Region pointing data
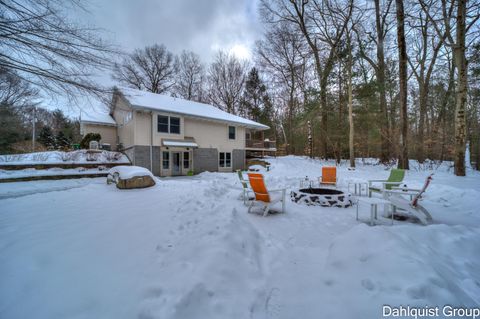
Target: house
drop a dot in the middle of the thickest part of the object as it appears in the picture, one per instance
(172, 136)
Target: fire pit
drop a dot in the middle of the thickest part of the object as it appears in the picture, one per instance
(321, 197)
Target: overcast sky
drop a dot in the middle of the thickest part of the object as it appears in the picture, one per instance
(202, 26)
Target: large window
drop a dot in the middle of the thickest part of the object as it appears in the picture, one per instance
(174, 125)
(231, 132)
(186, 160)
(162, 124)
(168, 124)
(225, 159)
(165, 160)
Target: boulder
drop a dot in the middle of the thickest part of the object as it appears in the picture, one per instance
(135, 182)
(128, 177)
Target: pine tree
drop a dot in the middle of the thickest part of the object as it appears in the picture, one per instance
(46, 137)
(61, 141)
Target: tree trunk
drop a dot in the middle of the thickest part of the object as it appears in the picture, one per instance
(384, 127)
(402, 66)
(350, 105)
(423, 96)
(461, 91)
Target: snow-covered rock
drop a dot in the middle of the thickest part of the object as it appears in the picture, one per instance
(128, 177)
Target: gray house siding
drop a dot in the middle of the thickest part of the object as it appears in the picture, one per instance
(238, 157)
(205, 159)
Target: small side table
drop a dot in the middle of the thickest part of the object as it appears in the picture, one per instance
(373, 202)
(358, 188)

Instructions to follow >> With the line containing "Target: fire pit" as the start and the last line of the entries as the end, print that whole span exactly.

Solved exercise >>
Target: fire pit
drop a dot in the middle of the thickest part of the object as it appears in the picture, one per instance
(321, 197)
Target: overcast sky
drop a dot in the middle of the thickest part of the object as it appears in the picture, one per instance
(202, 26)
Target: large window
drop a dot in the middle of the thickest part of the object as it appears in the picture, one per instance
(174, 125)
(231, 132)
(186, 160)
(162, 124)
(168, 124)
(225, 159)
(165, 160)
Target: boulder
drop a dot in the middle of the thickest part of the object as it appears in the picture, one per instance
(135, 182)
(128, 177)
Target: pine tree
drop a dot in the middle of the thickest part of the object as it appears in the picture, one per instance
(46, 137)
(61, 141)
Target: tree trunk
drop a dot in the middle of the thickest part of the object as it appears in the picture, one per instance
(384, 127)
(402, 66)
(350, 105)
(423, 96)
(461, 91)
Target: snow-covered rock
drop a dot in the middle of the thickest part of the object as it appears in the picture, one per instance
(128, 177)
Target: gray house siding
drop a dot in the middle of the thickest part of the object as it appears in the picture, one per instance
(238, 157)
(205, 159)
Target: small side table
drop a dot in the middle of the thickest part of the object as it appears in the picture, one per instance
(373, 202)
(358, 188)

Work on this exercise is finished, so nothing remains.